▸ **PROBLEM STATEMENT**: Rename "positive clicks" to "foreground clicks" throughout every record below, and copy the lines back with nothing else changed.

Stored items
==========

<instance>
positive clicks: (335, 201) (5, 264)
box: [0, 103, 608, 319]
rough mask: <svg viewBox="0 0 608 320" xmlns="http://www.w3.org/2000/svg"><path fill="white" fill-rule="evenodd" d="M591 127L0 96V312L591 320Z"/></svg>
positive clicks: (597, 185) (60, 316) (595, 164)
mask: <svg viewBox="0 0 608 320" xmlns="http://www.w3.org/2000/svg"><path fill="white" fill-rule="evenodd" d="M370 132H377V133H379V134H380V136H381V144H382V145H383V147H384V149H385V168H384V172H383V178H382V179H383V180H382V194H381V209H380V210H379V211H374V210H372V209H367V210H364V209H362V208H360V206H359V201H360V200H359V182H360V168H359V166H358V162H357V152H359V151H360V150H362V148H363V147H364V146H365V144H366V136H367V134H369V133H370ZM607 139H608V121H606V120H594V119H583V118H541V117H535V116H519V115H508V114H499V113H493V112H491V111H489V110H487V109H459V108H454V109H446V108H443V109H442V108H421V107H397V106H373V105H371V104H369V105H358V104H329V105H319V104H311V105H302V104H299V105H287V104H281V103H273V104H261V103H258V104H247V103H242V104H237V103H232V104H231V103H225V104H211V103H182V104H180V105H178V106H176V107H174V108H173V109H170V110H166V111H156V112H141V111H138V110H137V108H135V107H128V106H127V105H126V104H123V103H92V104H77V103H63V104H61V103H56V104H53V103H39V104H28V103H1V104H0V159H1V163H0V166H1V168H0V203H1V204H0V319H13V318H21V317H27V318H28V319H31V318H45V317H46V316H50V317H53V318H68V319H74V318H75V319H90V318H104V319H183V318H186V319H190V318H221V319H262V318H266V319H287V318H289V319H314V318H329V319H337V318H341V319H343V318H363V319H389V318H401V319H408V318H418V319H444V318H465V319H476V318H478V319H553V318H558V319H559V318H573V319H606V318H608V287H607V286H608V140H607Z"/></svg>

==========

▸ **OUTPUT**:
<instance>
foreground clicks: (335, 201) (5, 264)
box: [0, 103, 608, 319]
rough mask: <svg viewBox="0 0 608 320" xmlns="http://www.w3.org/2000/svg"><path fill="white" fill-rule="evenodd" d="M591 127L0 96V312L591 320Z"/></svg>
foreground clicks: (597, 185) (60, 316) (595, 164)
mask: <svg viewBox="0 0 608 320" xmlns="http://www.w3.org/2000/svg"><path fill="white" fill-rule="evenodd" d="M370 132H377V133H379V134H380V136H381V144H382V145H383V147H384V149H385V168H384V172H383V178H382V179H383V180H382V194H381V209H380V210H379V211H374V210H372V209H367V210H364V209H362V208H360V206H359V201H360V200H359V182H360V168H359V166H358V162H357V152H359V151H360V150H362V148H363V147H364V146H365V144H366V136H367V134H369V133H370ZM607 139H608V121H606V120H594V119H583V118H541V117H535V116H519V115H508V114H499V113H493V112H491V111H489V110H487V109H459V108H454V109H446V108H443V109H442V108H421V107H397V106H373V105H371V104H369V105H358V104H329V105H319V104H311V105H302V104H299V105H287V104H281V103H273V104H261V103H258V104H247V103H242V104H237V103H232V104H231V103H225V104H211V103H182V104H180V105H178V106H176V107H174V108H173V109H170V110H166V111H156V112H141V111H138V110H137V108H135V107H128V106H127V105H126V104H123V103H92V104H77V103H63V104H61V103H56V104H53V103H39V104H28V103H1V104H0V159H1V163H0V166H1V168H0V203H1V204H0V319H13V318H21V317H27V318H28V319H31V318H45V317H46V316H50V317H53V318H68V319H74V318H75V319H90V318H104V319H183V318H186V319H190V318H221V319H262V318H266V319H287V318H289V319H314V318H329V319H337V318H341V319H343V318H363V319H389V318H401V319H408V318H418V319H444V318H465V319H476V318H478V319H553V318H558V319H559V318H573V319H606V318H608V287H607V286H608V140H607Z"/></svg>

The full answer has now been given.